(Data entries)
• • • • •
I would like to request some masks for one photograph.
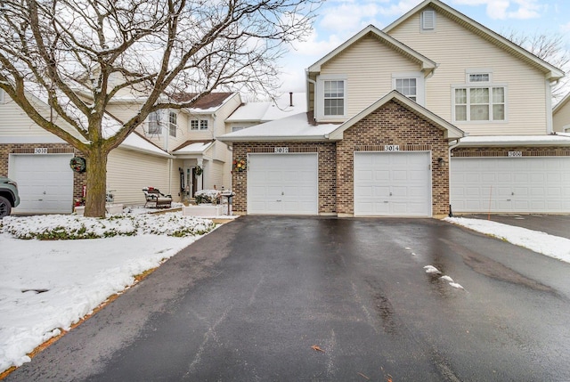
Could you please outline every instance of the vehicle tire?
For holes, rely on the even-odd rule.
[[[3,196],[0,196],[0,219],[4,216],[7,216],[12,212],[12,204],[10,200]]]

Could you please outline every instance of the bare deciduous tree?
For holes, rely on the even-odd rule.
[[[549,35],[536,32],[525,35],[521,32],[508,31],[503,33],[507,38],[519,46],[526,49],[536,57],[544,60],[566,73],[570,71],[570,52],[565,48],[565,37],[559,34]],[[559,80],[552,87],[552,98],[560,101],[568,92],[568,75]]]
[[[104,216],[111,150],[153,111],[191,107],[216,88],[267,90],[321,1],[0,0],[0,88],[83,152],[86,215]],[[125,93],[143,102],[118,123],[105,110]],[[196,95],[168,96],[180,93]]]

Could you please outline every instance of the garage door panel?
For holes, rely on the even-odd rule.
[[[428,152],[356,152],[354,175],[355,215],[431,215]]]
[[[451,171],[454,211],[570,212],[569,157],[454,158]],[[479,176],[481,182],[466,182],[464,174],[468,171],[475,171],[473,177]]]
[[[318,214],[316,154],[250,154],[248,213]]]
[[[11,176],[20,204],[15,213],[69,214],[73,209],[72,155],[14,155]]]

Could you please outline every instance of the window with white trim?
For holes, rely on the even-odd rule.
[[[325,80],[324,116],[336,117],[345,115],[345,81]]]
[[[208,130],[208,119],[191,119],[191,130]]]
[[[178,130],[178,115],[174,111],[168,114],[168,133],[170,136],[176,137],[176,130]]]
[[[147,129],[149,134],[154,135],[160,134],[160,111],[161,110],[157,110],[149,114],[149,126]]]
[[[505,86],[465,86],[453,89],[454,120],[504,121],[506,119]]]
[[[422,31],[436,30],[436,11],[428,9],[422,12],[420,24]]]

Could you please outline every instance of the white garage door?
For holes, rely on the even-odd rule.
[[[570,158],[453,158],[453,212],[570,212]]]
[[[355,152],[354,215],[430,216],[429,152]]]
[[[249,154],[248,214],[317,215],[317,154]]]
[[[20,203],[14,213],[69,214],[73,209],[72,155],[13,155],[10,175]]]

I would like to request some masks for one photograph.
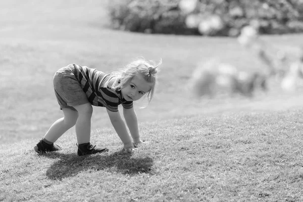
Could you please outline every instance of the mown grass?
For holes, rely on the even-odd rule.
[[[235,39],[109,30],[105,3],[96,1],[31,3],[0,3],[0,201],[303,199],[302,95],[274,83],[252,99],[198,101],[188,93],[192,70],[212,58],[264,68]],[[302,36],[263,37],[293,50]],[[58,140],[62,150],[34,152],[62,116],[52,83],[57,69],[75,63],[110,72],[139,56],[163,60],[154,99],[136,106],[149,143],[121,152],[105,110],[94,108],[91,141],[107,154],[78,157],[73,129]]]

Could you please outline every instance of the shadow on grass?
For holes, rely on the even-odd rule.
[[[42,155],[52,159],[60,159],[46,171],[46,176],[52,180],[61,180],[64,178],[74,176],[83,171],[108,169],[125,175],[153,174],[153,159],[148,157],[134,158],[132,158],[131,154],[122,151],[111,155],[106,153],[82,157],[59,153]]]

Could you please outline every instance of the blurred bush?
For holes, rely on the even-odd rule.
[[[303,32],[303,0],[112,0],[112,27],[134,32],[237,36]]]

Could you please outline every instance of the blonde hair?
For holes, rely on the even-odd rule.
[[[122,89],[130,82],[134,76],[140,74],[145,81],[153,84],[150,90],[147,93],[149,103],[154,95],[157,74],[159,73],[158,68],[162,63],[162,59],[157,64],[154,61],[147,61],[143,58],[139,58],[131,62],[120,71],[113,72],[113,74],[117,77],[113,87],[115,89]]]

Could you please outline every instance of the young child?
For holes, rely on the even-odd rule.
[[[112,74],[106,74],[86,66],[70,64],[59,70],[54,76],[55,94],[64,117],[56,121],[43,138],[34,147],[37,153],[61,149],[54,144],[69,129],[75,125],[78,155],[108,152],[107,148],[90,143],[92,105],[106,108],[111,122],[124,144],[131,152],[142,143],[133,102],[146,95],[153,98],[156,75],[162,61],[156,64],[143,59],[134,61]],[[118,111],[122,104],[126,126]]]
• • • • •
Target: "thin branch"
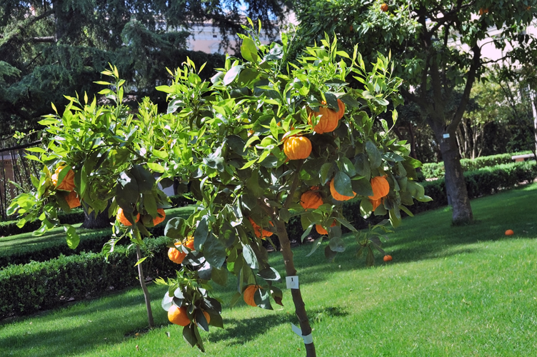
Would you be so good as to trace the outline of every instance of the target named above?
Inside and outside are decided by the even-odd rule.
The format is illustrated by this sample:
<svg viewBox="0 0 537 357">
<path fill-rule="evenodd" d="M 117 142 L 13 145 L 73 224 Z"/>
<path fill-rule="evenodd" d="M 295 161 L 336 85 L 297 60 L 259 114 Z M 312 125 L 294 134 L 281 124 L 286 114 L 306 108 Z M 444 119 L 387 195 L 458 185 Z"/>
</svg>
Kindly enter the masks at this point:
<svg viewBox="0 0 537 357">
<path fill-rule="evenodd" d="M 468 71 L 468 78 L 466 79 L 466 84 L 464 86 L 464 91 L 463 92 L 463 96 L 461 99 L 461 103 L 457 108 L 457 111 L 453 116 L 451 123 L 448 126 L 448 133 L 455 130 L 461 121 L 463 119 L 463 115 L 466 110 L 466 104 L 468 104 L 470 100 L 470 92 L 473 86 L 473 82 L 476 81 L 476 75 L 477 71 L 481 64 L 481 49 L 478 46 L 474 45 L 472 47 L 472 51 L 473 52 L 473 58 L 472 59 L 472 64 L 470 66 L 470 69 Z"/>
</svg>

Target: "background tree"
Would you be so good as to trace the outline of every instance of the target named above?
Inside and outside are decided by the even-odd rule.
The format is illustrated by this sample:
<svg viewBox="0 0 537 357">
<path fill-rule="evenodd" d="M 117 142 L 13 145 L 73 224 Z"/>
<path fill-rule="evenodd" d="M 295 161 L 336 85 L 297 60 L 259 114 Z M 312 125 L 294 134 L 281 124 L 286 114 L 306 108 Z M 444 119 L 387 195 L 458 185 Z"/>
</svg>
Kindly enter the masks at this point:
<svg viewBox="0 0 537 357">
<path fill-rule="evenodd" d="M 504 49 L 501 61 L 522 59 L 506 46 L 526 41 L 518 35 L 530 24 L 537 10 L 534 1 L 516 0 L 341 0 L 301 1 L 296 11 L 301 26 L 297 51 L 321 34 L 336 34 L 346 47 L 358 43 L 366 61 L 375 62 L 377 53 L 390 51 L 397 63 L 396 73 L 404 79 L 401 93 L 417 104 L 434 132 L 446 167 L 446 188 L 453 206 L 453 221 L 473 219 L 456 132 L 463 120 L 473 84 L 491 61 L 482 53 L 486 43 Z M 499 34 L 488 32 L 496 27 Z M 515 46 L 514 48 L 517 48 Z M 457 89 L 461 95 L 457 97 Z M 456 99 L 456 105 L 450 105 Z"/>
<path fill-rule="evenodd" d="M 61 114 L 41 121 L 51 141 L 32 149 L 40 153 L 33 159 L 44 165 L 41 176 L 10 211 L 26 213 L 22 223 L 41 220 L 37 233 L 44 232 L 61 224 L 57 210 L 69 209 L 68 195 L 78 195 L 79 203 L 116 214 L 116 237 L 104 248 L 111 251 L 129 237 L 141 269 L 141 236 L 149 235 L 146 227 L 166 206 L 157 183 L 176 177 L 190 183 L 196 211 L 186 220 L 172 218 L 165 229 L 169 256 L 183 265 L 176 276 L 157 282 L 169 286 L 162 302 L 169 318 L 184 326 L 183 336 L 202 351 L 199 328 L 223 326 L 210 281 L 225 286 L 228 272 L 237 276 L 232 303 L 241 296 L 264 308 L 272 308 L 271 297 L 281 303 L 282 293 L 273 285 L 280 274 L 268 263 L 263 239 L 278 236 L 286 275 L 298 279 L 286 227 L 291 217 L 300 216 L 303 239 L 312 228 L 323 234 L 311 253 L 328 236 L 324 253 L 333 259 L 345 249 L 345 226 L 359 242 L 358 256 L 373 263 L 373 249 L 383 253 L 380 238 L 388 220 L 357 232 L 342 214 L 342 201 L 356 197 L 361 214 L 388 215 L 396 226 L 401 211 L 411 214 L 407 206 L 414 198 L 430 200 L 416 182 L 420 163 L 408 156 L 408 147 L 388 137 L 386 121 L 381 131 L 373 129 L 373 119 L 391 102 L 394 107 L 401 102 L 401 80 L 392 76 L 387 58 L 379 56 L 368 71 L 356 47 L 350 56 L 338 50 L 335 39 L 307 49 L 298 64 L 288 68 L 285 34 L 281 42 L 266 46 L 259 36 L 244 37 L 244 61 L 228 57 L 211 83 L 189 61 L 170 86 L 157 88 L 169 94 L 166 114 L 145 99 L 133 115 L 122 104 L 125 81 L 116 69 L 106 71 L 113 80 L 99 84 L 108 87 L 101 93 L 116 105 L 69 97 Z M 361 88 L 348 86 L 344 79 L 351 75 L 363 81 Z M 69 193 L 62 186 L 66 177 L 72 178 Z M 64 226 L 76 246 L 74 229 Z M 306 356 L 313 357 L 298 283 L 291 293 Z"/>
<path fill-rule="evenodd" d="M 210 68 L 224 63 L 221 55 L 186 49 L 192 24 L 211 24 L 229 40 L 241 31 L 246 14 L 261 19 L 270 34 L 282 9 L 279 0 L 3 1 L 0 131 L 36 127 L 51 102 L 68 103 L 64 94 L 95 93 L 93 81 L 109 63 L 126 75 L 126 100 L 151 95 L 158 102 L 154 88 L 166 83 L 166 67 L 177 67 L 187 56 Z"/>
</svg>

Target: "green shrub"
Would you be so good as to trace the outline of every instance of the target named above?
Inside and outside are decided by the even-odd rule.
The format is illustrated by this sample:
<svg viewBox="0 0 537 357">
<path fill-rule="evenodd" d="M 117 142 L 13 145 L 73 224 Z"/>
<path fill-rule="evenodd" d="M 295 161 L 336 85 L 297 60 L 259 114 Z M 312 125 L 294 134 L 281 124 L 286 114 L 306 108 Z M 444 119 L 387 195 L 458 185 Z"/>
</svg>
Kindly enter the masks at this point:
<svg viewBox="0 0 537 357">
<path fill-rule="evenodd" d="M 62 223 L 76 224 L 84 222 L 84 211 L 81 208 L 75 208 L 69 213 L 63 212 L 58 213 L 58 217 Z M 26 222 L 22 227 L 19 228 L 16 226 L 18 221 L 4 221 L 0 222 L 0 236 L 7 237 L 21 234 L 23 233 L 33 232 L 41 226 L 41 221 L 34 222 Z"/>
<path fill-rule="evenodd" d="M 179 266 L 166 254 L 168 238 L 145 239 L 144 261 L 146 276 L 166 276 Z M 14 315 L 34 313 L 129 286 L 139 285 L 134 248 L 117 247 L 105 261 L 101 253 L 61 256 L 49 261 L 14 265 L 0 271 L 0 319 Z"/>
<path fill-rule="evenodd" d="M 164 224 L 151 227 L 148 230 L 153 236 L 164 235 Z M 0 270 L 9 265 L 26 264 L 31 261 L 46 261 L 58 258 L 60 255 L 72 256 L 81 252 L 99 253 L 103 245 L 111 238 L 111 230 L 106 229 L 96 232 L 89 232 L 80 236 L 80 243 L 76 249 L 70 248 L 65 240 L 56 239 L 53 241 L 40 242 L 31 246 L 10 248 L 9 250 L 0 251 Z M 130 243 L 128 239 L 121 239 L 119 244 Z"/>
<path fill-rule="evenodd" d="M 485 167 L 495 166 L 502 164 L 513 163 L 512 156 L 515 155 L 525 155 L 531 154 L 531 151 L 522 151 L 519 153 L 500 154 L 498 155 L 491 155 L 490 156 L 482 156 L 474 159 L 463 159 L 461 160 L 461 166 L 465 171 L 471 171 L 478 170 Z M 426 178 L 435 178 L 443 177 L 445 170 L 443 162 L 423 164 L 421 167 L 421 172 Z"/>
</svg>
• • • • •
### Required work
Please convert the lines of the listing above, from the line with "Could you please outline every instance of the blurred" to the line with "[[[303,32],[303,0],[112,0],[112,27],[134,32],[237,36]]]", into a Markdown table with the columns "Row" (a running number) and "Text" (the line itself), leaving out blank lines. Include only those lines.

### Solution to this task
| Row | Text |
|---|---|
| 1 | Could you please outline every instance of the blurred bush? |
| 2 | For holes, rely on the even-odd rule. |
| 3 | [[[303,32],[303,0],[112,0],[112,27],[134,32],[237,36]]] |